"""

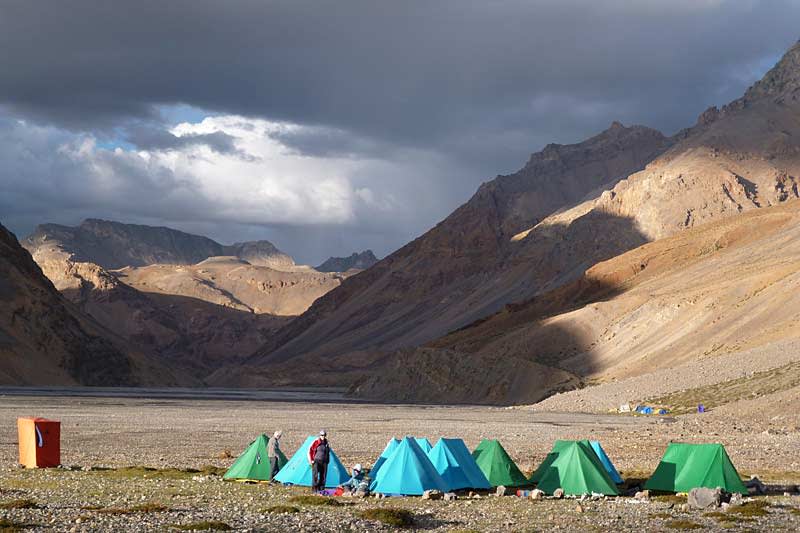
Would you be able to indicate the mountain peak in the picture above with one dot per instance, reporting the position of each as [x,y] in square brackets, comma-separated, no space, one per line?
[360,261]
[783,77]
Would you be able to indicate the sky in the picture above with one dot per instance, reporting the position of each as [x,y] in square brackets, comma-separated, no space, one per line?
[329,127]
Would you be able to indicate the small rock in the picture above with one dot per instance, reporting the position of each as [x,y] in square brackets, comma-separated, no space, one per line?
[703,498]
[432,495]
[755,486]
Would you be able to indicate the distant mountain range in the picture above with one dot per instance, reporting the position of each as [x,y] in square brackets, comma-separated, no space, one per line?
[597,261]
[45,340]
[529,237]
[357,261]
[113,245]
[183,300]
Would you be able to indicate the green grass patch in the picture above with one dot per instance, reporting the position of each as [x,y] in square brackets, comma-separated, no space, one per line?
[669,498]
[389,516]
[313,499]
[19,504]
[9,526]
[282,509]
[206,525]
[146,472]
[727,518]
[682,524]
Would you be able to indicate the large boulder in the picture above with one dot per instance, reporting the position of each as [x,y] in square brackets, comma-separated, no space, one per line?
[703,498]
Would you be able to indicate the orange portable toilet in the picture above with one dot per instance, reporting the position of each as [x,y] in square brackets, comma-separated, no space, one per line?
[39,442]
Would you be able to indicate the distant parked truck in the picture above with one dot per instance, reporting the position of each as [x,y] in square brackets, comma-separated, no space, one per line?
[39,442]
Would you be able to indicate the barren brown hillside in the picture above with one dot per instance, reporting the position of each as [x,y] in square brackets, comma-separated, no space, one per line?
[720,289]
[45,340]
[745,156]
[459,271]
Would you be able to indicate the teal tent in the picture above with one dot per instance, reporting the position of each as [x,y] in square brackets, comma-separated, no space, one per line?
[298,471]
[576,469]
[424,443]
[390,447]
[688,466]
[407,472]
[607,464]
[455,464]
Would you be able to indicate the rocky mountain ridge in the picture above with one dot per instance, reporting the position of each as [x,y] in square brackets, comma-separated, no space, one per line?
[743,157]
[44,339]
[356,261]
[114,245]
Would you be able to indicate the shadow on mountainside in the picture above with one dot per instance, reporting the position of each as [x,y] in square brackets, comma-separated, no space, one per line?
[513,356]
[191,336]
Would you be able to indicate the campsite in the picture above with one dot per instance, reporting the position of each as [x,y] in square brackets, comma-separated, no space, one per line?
[147,464]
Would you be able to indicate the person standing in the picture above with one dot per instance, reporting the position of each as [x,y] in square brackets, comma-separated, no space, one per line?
[273,450]
[319,455]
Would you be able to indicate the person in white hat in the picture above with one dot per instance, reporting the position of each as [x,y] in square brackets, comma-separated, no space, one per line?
[319,455]
[353,484]
[273,447]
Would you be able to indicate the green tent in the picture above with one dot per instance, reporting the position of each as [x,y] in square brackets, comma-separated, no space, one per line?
[497,466]
[574,467]
[688,466]
[253,464]
[594,445]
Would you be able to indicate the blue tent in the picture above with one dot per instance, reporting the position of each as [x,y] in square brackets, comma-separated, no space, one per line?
[298,472]
[424,443]
[609,466]
[455,464]
[408,472]
[390,447]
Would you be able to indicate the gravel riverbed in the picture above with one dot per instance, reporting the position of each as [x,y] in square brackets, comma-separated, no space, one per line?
[101,436]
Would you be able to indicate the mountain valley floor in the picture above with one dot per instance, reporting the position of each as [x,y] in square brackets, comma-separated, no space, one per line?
[152,464]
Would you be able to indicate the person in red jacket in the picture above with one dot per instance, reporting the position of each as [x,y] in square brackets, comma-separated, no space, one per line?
[319,455]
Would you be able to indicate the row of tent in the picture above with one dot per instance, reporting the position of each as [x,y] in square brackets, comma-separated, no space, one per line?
[412,465]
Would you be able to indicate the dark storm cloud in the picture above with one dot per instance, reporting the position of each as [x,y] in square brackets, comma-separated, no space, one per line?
[442,95]
[413,72]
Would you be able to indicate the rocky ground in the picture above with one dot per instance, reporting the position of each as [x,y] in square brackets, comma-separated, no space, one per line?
[101,437]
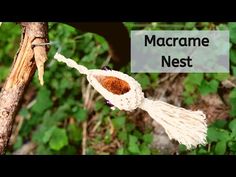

"""

Short exercise:
Copy all of the material above word for word, keeping every line as it stands. Leave out the pictures.

The result:
Would you be able to indicate the mountain peak in the picture above with one dot per instance, reporting the position of each as [x,y] in square brackets, comma-separated, no space, one per line?
[360,261]
[783,77]
Would you be able to indicate the sky in the picture above with one dot per instance, reporting the position of each as [x,y] in square brackets, comma-separated, no space, one per line?
[329,127]
Would you be able to indicate the small rock in the picture above with one dot per instance, reporting the position of each as [x,y] in square brackets, comma-separated, no space, one per line?
[703,498]
[432,495]
[755,486]
Would you be able to indicate the distant mountain range in the picture above with one dot per instance, reporting the position of each as [x,y] in square brackets, comma-separated, no space, one per line?
[597,261]
[45,340]
[529,237]
[357,261]
[113,245]
[183,300]
Would you be able to indicate the green grass patch in the picture above with one dot per instance, reporting the position of each as [x,y] in square brackets, comma-separated, no space, one per line?
[669,498]
[389,516]
[313,499]
[19,504]
[9,526]
[282,509]
[206,525]
[146,472]
[727,518]
[682,524]
Would you be able to indicate the large boulder in the picture above with one dot per instance, reporting the position of each as [x,y] in square brackets, comma-separated, no space, one per line?
[703,498]
Would you be able to indicate the orange portable toilet in the picture above with one dot per instance, reporting the position of each as [x,y] in square brackets, comma-separated, no space, one per line?
[39,442]
Would you be able to indicate the distant parked truck in the picture above with one dot per instance, reporting the position of each as [x,y] in square brackets, comma-separated, no space, one per line?
[39,442]
Would you be able to indicate the barren brown hillside in the picture above with one dot per instance, reporting the position of each as [x,y] in square brackets, comma-separated, no space, one per line?
[720,289]
[45,340]
[745,156]
[459,271]
Would you be able to indicate the teal tent in the picture above with one dot per instance, reporting the position of each as [x,y] in square brackets, comma-separated, no space, one per line?
[298,471]
[576,469]
[424,443]
[390,447]
[688,466]
[407,472]
[607,464]
[455,464]
Would you be able to indicate the rocky mountain ridge in the picture above with one dot per instance, reporting the position of each as [x,y] in square brackets, comma-separated, no space, one per line?
[743,157]
[44,339]
[356,261]
[114,245]
Would you be able to indicate the shadow on mountainside in the picture above with one dot per instance, reporting the position of each as [x,y] in square brackets, comma-separated, no space, one per line?
[513,356]
[191,336]
Would you be able to indicate the campsite in the picture above with one dot per instance, reporting the position of each as [x,y] in square brackets, comma-separated, no space, one per line?
[147,464]
Would you be able to indicate the person standing in the picture above with one dot per instance, reporting the position of each as [x,y] in square brackets, comma-separated, no space, one per line?
[273,450]
[319,455]
Would you be able to indicate the person in white hat in the picture above with one dot per instance, reporting the position of each as [x,y] in square brackets, comma-separated, no space, one per line?
[319,455]
[353,484]
[273,447]
Would you be able to indicate the green tent in the picture above with one dot per instance, reporting the position of each as [x,y] in square brackets, comma-separated, no space, one per line?
[497,466]
[574,467]
[688,466]
[253,464]
[594,445]
Would you be able to indicate the blue tent in the picture above with one dot per instance, reporting the position of each as [x,y] in square brackets, comma-separated, no space, one per line?
[298,472]
[424,443]
[609,466]
[455,464]
[408,472]
[390,447]
Would you be able to indicate the gravel riverbed in the picture above with one dot per instance, reporting the position of each as [x,y] in square brackets, comma-separated, no space, one per line?
[101,436]
Would you be able to indicate the mountain valley floor in the picture above with one dot per instance, reporting the position of each as [x,y] in square brackets, comma-separated, no space, one per line?
[152,464]
Would you be able to indicate the person in red jacket in the picture above with one dot per instance, reporting the position of each as [x,y] in square brackets, comma-separated, no space, one per line?
[319,455]
Would you be able to indicate the row of tent in the picture above with one dot per instance, reporting the position of each as [x,y] in square brackets, comma-separated, no space, one per line?
[412,465]
Would you be able to indicate the dark storm cloud in the picture above with one dot per instance, reporting the position of each as [x,y] in square brackets, comma-separated, no space, one per line?
[442,95]
[413,72]
Would you be able to indicate the rocky ground in the picture above with one dot per instance, reporting the position of each as [x,y] in square brackets, comma-separated, no space, one per line?
[101,437]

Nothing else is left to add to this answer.